Task to complete ->
What is needed here is every line of the records that includes "target".

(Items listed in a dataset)

━━━━

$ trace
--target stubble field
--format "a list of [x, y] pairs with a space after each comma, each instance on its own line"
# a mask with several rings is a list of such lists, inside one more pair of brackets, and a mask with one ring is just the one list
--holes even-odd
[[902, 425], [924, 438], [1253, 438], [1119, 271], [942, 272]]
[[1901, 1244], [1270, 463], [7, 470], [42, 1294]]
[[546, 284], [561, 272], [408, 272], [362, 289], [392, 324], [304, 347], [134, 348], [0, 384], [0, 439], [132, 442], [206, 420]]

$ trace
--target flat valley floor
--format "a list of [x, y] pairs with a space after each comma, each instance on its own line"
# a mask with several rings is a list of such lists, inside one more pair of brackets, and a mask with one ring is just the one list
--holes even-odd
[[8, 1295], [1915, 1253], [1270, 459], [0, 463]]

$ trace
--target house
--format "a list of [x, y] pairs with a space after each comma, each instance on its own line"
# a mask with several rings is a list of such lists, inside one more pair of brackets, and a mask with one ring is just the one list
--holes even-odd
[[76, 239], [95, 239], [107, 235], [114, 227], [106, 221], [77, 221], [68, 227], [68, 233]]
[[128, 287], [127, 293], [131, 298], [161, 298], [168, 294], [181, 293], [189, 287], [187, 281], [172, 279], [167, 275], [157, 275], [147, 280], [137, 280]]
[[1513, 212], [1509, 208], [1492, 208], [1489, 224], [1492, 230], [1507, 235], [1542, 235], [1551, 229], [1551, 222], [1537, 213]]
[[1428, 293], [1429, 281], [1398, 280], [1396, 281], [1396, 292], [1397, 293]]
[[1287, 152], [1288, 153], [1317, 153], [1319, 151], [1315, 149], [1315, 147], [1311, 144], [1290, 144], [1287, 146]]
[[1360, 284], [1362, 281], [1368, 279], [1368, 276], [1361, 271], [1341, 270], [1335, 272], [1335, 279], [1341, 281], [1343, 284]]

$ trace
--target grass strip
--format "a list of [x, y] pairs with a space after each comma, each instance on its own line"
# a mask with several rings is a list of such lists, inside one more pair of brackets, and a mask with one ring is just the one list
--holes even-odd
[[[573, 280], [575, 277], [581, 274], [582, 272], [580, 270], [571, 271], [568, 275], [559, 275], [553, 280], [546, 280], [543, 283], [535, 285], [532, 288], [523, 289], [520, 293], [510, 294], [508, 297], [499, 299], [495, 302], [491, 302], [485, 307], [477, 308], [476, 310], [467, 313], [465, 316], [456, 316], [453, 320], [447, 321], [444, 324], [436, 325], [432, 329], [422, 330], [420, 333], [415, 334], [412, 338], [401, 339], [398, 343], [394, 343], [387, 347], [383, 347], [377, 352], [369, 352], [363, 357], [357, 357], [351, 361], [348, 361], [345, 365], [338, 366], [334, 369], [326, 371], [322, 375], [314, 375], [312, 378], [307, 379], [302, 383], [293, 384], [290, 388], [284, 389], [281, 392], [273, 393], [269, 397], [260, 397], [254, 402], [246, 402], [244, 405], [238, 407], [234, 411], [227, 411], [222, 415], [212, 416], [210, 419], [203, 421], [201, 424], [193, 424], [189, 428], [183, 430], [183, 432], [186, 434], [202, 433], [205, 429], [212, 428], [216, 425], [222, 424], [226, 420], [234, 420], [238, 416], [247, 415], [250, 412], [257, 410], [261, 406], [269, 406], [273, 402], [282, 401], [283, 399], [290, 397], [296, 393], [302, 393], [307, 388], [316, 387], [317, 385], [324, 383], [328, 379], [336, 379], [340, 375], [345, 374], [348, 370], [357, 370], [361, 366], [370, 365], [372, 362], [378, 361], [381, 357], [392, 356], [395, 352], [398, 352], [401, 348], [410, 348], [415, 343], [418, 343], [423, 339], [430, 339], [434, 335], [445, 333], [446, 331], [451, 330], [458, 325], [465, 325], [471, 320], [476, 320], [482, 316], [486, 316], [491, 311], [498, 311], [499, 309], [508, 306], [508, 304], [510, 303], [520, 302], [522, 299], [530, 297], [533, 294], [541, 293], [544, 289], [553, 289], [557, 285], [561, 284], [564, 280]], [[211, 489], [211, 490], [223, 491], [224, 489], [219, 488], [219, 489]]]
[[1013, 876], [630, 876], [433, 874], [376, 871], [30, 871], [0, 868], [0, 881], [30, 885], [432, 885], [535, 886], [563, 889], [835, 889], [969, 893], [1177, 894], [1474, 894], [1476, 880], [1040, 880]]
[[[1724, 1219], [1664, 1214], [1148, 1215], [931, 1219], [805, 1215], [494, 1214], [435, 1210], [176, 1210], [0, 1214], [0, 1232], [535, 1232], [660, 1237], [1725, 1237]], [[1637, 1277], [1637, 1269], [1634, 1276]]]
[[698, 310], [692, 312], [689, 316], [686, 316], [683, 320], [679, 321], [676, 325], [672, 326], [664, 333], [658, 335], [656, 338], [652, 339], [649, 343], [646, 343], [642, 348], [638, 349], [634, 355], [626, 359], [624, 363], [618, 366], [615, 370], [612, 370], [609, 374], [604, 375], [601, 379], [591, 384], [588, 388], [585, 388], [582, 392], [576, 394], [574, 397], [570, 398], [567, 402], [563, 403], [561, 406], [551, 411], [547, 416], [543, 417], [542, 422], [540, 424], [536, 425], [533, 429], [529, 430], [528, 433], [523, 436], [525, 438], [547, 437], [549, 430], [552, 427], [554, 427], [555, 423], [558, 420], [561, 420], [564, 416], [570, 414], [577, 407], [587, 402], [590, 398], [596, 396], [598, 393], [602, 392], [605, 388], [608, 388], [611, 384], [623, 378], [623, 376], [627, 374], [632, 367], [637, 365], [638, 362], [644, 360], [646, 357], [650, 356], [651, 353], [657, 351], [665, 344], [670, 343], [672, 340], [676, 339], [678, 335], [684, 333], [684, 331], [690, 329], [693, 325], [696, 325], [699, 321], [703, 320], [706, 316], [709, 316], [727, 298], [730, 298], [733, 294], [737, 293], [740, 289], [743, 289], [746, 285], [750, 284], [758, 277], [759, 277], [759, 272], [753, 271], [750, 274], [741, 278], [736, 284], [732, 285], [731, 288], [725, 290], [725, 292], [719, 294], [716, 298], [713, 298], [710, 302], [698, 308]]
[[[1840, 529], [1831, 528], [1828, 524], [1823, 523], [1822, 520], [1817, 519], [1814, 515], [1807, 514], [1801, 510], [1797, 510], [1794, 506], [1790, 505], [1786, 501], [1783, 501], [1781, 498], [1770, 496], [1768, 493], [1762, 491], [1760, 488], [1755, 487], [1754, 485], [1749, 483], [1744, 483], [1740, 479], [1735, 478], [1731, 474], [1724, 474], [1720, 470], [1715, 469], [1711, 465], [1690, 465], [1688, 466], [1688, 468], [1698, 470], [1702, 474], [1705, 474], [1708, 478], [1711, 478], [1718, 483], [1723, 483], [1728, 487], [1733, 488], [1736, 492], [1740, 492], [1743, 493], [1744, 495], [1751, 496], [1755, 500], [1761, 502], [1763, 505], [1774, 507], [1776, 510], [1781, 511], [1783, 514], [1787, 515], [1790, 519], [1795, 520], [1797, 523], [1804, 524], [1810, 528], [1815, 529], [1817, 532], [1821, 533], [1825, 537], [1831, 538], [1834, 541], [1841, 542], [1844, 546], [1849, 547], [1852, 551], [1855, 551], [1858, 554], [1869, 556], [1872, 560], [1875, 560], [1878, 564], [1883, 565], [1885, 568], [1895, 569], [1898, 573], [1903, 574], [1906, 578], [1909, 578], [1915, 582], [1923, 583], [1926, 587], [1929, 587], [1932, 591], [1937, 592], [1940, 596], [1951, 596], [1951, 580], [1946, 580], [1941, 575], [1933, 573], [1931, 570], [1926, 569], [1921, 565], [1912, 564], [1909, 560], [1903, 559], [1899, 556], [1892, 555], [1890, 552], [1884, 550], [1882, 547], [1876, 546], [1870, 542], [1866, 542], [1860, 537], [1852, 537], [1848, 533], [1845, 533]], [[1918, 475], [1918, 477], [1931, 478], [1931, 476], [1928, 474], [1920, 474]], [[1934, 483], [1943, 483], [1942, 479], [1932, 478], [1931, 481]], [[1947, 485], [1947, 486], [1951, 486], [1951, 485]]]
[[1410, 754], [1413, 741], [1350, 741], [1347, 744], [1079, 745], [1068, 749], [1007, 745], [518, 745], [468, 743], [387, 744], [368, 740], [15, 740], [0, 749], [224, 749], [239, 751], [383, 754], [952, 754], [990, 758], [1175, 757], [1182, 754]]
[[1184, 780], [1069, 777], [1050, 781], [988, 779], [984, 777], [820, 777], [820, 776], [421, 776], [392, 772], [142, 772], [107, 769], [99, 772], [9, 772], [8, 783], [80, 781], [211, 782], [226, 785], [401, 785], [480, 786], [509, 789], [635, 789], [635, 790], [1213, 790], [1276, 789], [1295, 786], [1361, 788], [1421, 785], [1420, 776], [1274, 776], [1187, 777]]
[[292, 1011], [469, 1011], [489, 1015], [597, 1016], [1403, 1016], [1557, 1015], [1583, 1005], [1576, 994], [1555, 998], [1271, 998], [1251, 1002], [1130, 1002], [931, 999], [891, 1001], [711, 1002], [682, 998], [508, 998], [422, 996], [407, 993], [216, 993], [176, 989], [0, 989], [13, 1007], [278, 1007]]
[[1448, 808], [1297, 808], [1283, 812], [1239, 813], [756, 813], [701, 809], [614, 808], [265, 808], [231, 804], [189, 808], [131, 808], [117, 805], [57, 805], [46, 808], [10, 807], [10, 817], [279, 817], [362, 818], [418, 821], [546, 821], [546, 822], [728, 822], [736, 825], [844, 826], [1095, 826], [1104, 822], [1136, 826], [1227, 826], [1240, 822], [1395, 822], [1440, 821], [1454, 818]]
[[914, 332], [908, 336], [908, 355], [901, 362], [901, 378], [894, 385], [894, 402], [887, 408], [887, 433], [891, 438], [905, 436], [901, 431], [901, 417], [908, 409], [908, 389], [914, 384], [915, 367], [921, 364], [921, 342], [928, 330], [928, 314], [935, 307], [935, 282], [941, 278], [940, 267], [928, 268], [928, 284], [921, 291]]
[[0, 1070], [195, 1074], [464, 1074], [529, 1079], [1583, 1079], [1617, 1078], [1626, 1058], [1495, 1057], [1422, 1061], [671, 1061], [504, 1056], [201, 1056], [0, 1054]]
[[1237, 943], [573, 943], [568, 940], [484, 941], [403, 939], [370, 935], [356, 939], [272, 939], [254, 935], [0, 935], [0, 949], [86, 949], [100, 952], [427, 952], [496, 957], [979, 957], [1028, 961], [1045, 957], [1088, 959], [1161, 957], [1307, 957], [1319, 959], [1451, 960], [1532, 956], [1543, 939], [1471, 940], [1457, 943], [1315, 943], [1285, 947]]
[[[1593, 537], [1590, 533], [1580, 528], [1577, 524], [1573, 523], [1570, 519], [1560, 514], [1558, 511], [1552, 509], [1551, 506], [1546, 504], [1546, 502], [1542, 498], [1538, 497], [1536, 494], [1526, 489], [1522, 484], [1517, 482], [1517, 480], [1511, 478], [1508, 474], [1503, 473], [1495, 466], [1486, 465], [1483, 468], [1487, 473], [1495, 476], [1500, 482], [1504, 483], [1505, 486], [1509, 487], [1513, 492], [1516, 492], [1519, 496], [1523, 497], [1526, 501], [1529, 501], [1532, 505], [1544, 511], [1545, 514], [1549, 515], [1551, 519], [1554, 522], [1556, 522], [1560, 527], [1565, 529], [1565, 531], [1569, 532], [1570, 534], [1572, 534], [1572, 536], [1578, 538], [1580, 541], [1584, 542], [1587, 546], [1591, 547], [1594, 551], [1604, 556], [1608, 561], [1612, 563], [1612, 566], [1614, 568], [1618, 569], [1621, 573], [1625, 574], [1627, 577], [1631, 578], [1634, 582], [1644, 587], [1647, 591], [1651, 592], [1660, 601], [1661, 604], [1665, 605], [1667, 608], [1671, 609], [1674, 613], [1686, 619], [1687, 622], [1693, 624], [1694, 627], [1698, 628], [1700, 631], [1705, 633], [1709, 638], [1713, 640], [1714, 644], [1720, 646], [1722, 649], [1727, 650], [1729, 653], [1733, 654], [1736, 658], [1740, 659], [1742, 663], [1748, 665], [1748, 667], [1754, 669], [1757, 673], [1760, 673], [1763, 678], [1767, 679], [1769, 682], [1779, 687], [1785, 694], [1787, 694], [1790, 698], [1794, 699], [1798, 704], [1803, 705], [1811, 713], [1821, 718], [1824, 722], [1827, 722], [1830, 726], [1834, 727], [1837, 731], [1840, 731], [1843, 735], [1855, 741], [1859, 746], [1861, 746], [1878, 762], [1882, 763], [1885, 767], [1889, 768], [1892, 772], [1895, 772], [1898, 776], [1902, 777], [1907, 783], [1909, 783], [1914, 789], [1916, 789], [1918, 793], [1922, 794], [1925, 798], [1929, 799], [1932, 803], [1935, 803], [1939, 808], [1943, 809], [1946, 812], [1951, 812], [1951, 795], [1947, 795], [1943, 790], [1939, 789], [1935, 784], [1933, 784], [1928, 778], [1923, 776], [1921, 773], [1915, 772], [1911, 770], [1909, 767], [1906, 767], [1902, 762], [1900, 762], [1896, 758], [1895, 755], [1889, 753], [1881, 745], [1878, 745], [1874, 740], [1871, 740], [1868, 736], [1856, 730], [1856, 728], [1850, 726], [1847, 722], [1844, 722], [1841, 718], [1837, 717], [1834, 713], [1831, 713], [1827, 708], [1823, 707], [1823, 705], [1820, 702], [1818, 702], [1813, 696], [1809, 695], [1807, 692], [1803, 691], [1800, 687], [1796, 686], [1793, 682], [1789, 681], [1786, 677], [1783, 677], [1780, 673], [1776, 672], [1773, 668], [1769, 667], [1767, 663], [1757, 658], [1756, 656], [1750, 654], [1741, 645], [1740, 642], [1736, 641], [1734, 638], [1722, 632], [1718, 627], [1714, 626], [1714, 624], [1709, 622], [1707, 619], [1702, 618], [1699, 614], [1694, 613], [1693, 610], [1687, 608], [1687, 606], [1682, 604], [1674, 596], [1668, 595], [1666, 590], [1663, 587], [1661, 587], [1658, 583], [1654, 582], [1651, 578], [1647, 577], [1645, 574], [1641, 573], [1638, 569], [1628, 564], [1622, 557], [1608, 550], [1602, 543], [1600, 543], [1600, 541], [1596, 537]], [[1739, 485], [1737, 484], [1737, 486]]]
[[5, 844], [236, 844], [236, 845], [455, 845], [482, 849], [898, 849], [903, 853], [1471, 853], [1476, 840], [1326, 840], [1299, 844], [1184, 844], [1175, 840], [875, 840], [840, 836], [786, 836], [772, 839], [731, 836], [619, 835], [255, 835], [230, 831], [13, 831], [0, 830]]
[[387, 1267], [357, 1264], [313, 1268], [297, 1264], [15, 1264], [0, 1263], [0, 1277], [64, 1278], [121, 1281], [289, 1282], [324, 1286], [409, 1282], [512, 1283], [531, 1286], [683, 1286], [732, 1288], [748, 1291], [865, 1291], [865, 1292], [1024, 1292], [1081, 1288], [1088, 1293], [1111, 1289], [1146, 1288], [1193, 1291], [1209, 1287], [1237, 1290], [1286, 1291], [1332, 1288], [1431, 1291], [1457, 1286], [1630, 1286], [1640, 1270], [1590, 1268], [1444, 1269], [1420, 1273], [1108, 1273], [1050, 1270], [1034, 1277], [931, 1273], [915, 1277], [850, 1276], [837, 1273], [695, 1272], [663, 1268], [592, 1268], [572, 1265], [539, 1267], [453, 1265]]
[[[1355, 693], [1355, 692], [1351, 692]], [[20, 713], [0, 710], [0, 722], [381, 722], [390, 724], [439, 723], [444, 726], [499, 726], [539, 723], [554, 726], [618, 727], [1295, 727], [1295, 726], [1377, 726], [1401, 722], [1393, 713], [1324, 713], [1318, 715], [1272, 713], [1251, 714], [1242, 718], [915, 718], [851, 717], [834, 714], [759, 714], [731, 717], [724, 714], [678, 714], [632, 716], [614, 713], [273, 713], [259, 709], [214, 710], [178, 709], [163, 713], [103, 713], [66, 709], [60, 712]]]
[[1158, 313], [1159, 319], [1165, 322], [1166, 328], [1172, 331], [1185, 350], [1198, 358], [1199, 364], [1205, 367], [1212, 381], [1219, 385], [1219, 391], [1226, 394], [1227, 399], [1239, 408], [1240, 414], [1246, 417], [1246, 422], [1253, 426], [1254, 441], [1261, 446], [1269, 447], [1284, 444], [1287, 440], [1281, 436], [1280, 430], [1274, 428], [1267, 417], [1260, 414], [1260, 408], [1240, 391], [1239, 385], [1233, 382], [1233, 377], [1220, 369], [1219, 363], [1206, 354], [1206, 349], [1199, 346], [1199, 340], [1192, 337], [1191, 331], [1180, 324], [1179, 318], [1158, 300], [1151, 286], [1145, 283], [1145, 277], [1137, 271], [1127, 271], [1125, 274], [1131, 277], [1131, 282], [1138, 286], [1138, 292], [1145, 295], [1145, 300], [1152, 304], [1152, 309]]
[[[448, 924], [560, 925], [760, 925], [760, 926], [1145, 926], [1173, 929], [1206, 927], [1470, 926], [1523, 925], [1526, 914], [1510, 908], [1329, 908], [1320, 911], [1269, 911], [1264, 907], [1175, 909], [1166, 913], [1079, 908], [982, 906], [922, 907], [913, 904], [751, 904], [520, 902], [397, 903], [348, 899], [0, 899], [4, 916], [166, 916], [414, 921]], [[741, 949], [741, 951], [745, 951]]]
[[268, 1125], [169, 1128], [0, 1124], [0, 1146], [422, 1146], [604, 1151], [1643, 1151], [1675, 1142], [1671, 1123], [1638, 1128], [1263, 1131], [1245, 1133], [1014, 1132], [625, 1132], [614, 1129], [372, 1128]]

━━━━

Response to this task ->
--target stubble field
--target flat valley floor
--target house
--target grass strip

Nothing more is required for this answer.